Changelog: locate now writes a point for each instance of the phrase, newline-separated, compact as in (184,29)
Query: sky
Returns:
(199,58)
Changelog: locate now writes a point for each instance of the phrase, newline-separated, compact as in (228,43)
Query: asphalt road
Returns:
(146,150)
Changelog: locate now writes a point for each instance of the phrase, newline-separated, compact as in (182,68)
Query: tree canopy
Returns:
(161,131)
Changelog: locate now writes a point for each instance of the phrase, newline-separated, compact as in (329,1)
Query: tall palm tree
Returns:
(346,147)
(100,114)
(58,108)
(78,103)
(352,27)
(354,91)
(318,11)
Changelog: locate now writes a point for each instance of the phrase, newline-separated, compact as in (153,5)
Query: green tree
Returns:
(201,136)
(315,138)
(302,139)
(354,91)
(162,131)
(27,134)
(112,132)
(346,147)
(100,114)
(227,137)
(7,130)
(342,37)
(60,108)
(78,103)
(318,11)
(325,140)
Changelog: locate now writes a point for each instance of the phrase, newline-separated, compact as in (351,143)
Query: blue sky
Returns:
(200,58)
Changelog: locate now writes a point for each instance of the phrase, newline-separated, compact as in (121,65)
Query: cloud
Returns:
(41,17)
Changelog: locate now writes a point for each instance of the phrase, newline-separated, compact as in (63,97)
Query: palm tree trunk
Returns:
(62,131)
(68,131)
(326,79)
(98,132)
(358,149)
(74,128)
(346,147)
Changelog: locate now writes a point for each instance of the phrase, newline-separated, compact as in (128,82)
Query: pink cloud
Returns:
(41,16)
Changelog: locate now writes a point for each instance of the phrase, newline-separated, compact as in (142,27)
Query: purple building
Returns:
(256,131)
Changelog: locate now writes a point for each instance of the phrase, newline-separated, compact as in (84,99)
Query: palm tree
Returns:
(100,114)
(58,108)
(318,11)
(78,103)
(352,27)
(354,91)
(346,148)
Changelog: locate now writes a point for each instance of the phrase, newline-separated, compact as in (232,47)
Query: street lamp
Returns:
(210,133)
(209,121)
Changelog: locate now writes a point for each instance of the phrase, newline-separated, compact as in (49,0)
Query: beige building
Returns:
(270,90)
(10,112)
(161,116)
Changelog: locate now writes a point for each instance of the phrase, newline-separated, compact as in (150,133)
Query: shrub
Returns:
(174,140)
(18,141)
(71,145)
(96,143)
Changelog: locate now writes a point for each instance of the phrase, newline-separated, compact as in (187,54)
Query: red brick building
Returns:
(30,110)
________________
* **WHAT TO WORK ON**
Recast every line of the entries above as a Markdown table with two columns, Row and Line. Number the rows in order and omit blank lines.

* **CORRECT OUTPUT**
| Row | Line |
|---|---|
| 1 | Changelog: locate now writes a point for each instance of the phrase, newline-separated, compact as in (184,29) |
| 2 | Query: sky |
| 3 | Returns: |
| 4 | (199,58) |
| 5 | Changelog: locate now writes a point for each instance of the phrase, newline-separated, compact as in (228,43) |
| 6 | Query: asphalt road |
| 7 | Returns: |
| 8 | (146,150) |
| 9 | Changelog: locate now writes a point for each instance of the phrase, newline-separated, compact as in (182,68) |
| 10 | Query: tree canopy |
| 11 | Returns: |
| 12 | (161,131) |
| 13 | Changelog: locate now writes a point for each instance of the phrase, newline-separated, compact as in (329,1) |
| 14 | Query: tall palm tree |
| 15 | Returns: |
| 16 | (346,147) |
| 17 | (100,114) |
| 18 | (58,108) |
| 19 | (78,103) |
| 20 | (352,27) |
| 21 | (354,91) |
| 22 | (318,11) |
| 23 | Changelog: locate now writes a point for each instance of the phrase, newline-separated, compact as in (153,5) |
| 24 | Query: green tree |
| 25 | Returns: |
| 26 | (201,136) |
| 27 | (315,138) |
| 28 | (302,139) |
| 29 | (354,91) |
| 30 | (162,131) |
| 31 | (27,134) |
| 32 | (112,132) |
| 33 | (346,147) |
| 34 | (100,114) |
| 35 | (227,137) |
| 36 | (7,130) |
| 37 | (342,37) |
| 38 | (60,108) |
| 39 | (78,103) |
| 40 | (318,11) |
| 41 | (325,140) |
| 42 | Changelog: locate now writes a point for each instance of the phrase, newline-separated, compact as in (351,143) |
| 43 | Query: blue sky |
| 44 | Returns: |
| 45 | (200,58) |
| 46 | Changelog: locate now writes a point for each instance of the phrase, newline-separated, compact as in (121,65) |
| 47 | Query: cloud |
| 48 | Returns: |
| 49 | (41,17) |
| 50 | Changelog: locate now writes a point for each instance of the phrase, newline-separated, compact as in (63,97) |
| 51 | Query: palm tree trunk |
| 52 | Returns: |
| 53 | (62,131) |
| 54 | (68,131) |
| 55 | (326,79) |
| 56 | (98,132) |
| 57 | (358,149) |
| 58 | (74,128) |
| 59 | (346,147) |
| 60 | Changelog: locate now writes a point for each instance of the phrase, newline-separated, compact as in (128,82) |
| 61 | Query: pink cloud |
| 62 | Returns: |
| 63 | (41,16) |
| 64 | Changelog: locate now writes a point for each instance of the phrase, newline-separated, compact as in (142,27) |
| 65 | Query: purple building |
| 66 | Returns: |
| 67 | (256,131) |
| 68 | Changelog: locate now writes a point for each instance of the phrase, newline-separated, compact as in (84,99) |
| 69 | Query: palm tree |
| 70 | Returns: |
| 71 | (100,114) |
| 72 | (58,108) |
| 73 | (318,11) |
| 74 | (78,103) |
| 75 | (352,27) |
| 76 | (354,91) |
| 77 | (346,148) |
| 78 | Changelog: locate now writes a point for each instance of the phrase, newline-separated, compact as in (232,47) |
| 79 | Query: street lamp |
| 80 | Returns: |
| 81 | (210,133) |
| 82 | (209,121) |
| 83 | Changelog: locate now writes a point for each instance of the phrase, newline-separated, compact as in (49,0) |
| 84 | Query: beige building |
| 85 | Returns: |
| 86 | (270,90) |
| 87 | (10,112) |
| 88 | (161,116) |
| 89 | Changelog: locate now writes a point for each instance of the phrase, newline-separated, compact as in (150,133) |
| 90 | Query: shrub |
| 91 | Returns: |
| 92 | (174,140) |
| 93 | (18,141) |
| 94 | (71,145) |
| 95 | (96,143) |
| 96 | Changelog: locate now writes a point for each instance of the phrase, newline-separated, compact as in (187,54) |
| 97 | Query: red brick building |
| 98 | Returns: |
| 99 | (30,110) |